(Point annotations for photos)
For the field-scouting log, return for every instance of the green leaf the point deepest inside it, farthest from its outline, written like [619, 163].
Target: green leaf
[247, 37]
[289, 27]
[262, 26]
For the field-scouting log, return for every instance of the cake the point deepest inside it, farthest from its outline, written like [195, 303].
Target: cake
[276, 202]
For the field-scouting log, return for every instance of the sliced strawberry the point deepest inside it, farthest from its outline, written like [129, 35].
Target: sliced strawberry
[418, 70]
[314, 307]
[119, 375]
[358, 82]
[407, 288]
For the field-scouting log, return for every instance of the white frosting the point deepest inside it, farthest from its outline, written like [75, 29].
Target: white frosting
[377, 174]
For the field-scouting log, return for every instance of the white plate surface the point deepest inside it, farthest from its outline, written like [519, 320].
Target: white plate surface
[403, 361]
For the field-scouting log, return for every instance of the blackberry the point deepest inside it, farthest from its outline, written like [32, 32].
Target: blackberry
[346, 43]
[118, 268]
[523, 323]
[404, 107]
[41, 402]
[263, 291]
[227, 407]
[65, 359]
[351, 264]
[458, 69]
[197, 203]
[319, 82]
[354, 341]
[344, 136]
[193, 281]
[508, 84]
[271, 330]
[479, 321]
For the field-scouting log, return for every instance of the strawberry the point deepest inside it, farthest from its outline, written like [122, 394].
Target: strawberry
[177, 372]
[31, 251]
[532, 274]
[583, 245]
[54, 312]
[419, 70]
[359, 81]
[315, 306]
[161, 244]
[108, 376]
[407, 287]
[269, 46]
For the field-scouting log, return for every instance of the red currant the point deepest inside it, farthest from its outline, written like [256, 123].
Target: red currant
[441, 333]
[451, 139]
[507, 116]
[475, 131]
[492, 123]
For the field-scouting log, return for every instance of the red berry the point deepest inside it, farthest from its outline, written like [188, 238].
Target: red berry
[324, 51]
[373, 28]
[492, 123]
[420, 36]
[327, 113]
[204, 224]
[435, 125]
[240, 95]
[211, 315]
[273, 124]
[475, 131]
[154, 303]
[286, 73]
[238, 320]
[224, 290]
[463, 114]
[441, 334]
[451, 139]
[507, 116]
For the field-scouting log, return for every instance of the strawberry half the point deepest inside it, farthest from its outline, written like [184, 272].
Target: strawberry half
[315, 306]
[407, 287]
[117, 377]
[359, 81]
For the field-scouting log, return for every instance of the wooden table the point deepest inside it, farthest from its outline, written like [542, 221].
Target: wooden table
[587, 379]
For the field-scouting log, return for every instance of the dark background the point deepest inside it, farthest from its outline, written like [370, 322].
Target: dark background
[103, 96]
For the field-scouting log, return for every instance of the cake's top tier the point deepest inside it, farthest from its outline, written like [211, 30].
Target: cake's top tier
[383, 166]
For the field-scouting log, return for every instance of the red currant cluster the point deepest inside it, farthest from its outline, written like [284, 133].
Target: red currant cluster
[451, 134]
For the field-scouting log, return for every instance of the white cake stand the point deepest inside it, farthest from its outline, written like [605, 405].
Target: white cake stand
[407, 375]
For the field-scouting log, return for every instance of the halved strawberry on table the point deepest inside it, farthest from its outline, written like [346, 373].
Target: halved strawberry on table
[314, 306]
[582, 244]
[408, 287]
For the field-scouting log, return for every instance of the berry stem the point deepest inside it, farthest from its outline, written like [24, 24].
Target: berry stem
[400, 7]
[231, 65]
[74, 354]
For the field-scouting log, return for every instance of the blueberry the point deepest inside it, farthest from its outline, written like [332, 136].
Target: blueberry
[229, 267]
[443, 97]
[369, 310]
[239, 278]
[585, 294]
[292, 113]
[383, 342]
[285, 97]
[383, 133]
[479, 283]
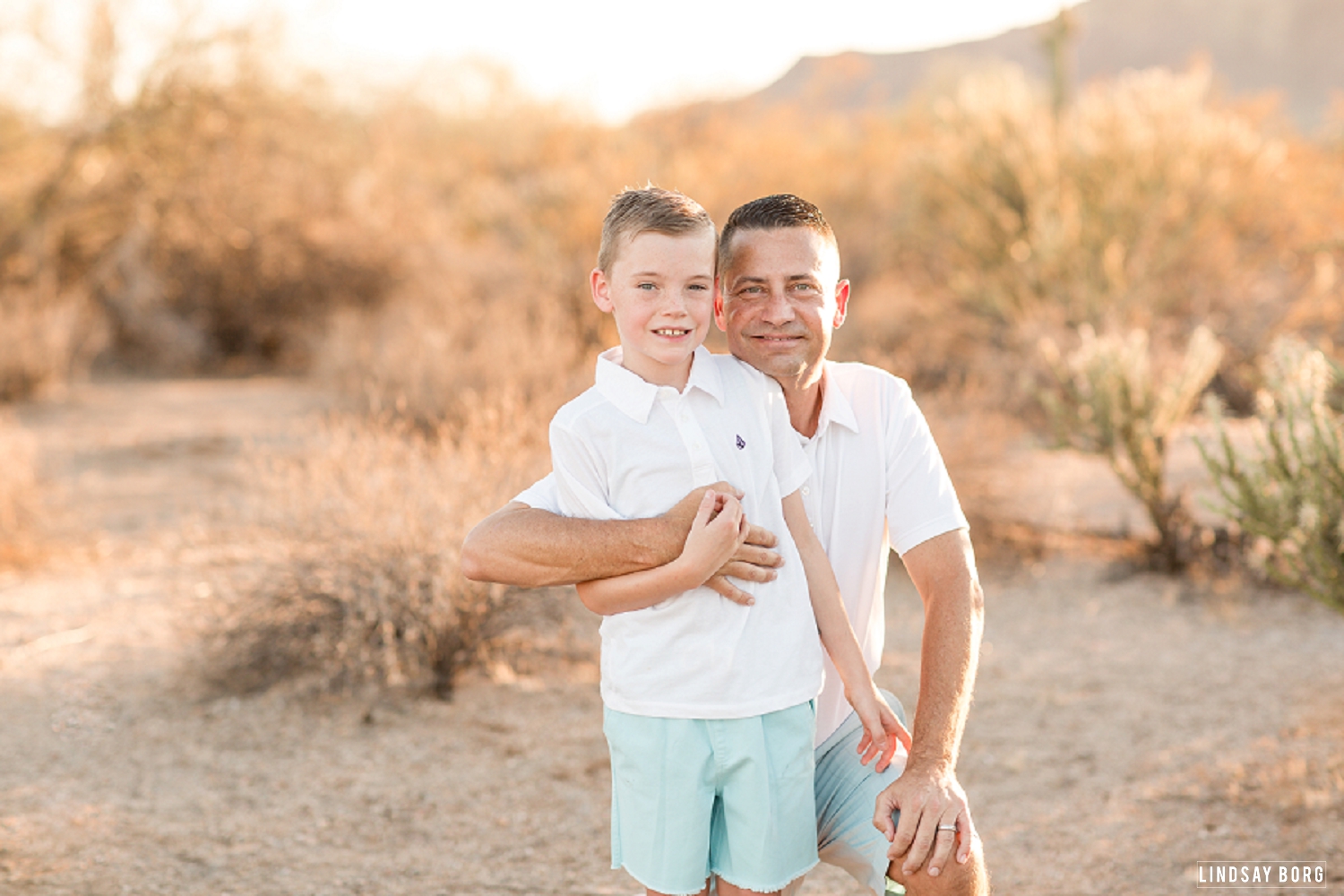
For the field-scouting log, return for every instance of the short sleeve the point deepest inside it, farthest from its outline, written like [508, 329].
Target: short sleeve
[542, 495]
[921, 500]
[580, 476]
[790, 463]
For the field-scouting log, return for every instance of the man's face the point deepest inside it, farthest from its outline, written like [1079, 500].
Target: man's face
[779, 301]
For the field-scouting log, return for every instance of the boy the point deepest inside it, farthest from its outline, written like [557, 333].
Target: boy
[709, 704]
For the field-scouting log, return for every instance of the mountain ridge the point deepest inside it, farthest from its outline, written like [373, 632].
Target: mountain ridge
[1254, 46]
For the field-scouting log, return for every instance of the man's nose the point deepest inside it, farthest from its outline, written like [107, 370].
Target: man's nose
[777, 308]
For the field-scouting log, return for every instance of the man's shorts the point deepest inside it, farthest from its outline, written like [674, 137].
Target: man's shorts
[725, 797]
[847, 793]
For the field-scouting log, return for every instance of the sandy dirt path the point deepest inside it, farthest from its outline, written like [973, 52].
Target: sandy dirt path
[1125, 726]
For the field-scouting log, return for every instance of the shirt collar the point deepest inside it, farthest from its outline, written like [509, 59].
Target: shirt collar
[634, 395]
[835, 406]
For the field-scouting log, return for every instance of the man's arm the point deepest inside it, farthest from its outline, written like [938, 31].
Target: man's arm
[534, 548]
[927, 793]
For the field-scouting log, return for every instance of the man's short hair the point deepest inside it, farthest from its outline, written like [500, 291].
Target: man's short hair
[648, 211]
[771, 212]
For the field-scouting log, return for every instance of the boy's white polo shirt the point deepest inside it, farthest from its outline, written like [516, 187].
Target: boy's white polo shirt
[878, 482]
[628, 449]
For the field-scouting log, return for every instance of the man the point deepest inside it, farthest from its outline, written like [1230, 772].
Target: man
[878, 482]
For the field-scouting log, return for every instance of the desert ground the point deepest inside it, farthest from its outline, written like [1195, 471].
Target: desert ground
[1125, 727]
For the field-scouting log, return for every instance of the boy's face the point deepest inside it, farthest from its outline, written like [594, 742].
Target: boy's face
[780, 300]
[660, 290]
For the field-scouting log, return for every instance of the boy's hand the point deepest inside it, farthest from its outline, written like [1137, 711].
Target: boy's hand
[754, 560]
[717, 533]
[882, 731]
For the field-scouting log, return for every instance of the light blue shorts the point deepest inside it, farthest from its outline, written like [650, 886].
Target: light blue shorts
[847, 793]
[725, 797]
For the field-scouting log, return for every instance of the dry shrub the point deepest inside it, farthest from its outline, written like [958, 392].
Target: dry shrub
[368, 591]
[19, 503]
[1147, 203]
[206, 220]
[45, 339]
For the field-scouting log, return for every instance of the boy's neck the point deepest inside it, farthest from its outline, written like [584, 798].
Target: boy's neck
[656, 373]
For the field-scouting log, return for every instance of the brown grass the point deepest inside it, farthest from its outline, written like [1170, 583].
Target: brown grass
[368, 591]
[19, 493]
[427, 255]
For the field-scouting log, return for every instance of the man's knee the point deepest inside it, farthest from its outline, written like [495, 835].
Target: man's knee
[954, 880]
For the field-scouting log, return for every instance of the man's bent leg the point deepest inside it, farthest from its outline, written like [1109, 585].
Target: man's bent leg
[846, 793]
[970, 879]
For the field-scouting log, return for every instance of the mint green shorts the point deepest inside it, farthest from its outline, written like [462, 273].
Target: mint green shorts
[725, 797]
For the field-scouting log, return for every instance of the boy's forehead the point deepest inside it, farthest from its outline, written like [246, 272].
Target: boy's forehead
[652, 245]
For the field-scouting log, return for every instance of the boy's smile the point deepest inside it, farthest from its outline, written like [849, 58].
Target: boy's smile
[660, 290]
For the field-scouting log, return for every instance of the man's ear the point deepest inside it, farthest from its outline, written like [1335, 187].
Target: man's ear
[601, 290]
[841, 303]
[719, 320]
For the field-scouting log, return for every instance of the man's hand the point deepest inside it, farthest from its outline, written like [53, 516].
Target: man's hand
[930, 804]
[754, 560]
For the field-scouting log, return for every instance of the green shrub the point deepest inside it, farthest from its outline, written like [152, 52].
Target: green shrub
[1107, 401]
[1288, 495]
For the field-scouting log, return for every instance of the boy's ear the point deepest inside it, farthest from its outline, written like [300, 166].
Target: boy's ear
[601, 290]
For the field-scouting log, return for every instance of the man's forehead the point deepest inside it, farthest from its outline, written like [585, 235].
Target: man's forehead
[781, 252]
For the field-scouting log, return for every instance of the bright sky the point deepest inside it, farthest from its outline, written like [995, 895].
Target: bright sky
[607, 56]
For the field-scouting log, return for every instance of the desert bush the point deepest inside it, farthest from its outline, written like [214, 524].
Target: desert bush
[19, 504]
[1109, 401]
[204, 220]
[367, 591]
[1288, 495]
[1148, 203]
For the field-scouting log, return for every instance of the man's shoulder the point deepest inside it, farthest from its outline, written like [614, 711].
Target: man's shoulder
[736, 371]
[868, 383]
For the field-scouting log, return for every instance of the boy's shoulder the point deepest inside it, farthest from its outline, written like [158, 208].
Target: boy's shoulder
[578, 408]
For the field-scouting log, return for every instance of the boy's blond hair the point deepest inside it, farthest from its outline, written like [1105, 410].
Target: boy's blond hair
[648, 211]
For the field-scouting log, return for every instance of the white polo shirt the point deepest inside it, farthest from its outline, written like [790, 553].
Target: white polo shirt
[878, 482]
[628, 449]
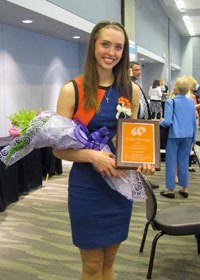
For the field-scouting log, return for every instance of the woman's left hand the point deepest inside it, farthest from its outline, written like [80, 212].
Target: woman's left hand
[148, 169]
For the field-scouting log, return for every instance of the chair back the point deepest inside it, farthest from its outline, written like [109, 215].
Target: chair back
[151, 202]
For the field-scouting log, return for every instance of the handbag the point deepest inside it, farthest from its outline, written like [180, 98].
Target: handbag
[164, 131]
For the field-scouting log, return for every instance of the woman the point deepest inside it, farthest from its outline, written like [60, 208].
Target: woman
[182, 121]
[99, 216]
[164, 89]
[155, 94]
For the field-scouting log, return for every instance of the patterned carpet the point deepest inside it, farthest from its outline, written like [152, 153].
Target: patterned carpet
[35, 238]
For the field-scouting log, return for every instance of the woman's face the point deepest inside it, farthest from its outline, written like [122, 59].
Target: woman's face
[109, 48]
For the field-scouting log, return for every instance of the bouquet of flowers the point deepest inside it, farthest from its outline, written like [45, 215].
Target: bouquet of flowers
[48, 129]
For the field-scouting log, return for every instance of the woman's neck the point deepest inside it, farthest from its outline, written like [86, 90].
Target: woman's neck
[106, 78]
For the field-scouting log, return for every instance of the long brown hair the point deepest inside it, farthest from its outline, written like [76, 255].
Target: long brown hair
[90, 74]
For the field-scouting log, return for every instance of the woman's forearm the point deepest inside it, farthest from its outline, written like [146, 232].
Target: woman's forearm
[83, 155]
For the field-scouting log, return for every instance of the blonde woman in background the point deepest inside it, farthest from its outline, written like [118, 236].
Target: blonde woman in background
[155, 95]
[182, 135]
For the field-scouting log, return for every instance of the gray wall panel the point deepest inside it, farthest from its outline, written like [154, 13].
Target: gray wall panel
[34, 68]
[151, 26]
[92, 10]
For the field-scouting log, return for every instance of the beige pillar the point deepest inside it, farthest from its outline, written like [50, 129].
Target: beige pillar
[129, 18]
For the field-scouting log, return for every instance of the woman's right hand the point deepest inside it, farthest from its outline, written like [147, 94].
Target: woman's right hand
[104, 163]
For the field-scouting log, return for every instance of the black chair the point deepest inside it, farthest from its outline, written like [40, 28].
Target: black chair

→ Task prompt
Transcribe only the trailing portion of the entries above: the line that contains "like [152, 153]." and each line after it.

→ Task output
For the field-scouting log, return for every instance of the patterned carpet the point deepest inside it, farthest from its outline, written like [152, 153].
Target: patterned carpet
[35, 238]
For the field-scouting log, return for every instance of the woman's face the point deepest inside it, farthest from its outline, written like [122, 59].
Target: woman's face
[109, 48]
For the field-scouting log, return for every instance of the bouquet of flowers the point deepest inside it, farthest from its outline, written like [45, 215].
Target: bouquet of flowers
[48, 129]
For the field-scouting log, return for every instance of the woman's neck the point deepest inside it, farthest from its outline, written like [86, 90].
Target: woman's neck
[106, 78]
For the field-scouting log, return for every instance of the long brown hair the point deepest inside it, farthest from its outline, written like [76, 255].
Target: long brown hair
[90, 74]
For the field-scouting log, return for every instance of the woman's forearm the point deepest inside it, farthest from its outline, written like [146, 232].
Target: woman's forearm
[83, 155]
For the field-scouting log, return for every instance of the blonde woman in background the point deepest inside it, farthest from its outline, written like [118, 236].
Target: blonde woman in background
[155, 95]
[182, 135]
For the field-scouting log, return for every instance of the gray wall panel the point deepest inside it, farthest from its outline, written like [154, 13].
Target: gray wall panel
[34, 68]
[151, 26]
[92, 10]
For the field-scouting log, return for every instance of the beige pillar the point deepest inside it, farthest from its outline, written like [50, 129].
Target: beige pillar
[129, 18]
For the field-scouting log, return for every instance of the woman's right hand the point deepest inside it, farthest from its outline, written like [147, 94].
Target: woman's right hand
[104, 163]
For the field-scouting log, return for every instance of the black chair the point deepest inside it, farthest from its outline, written like [40, 28].
Target: black chair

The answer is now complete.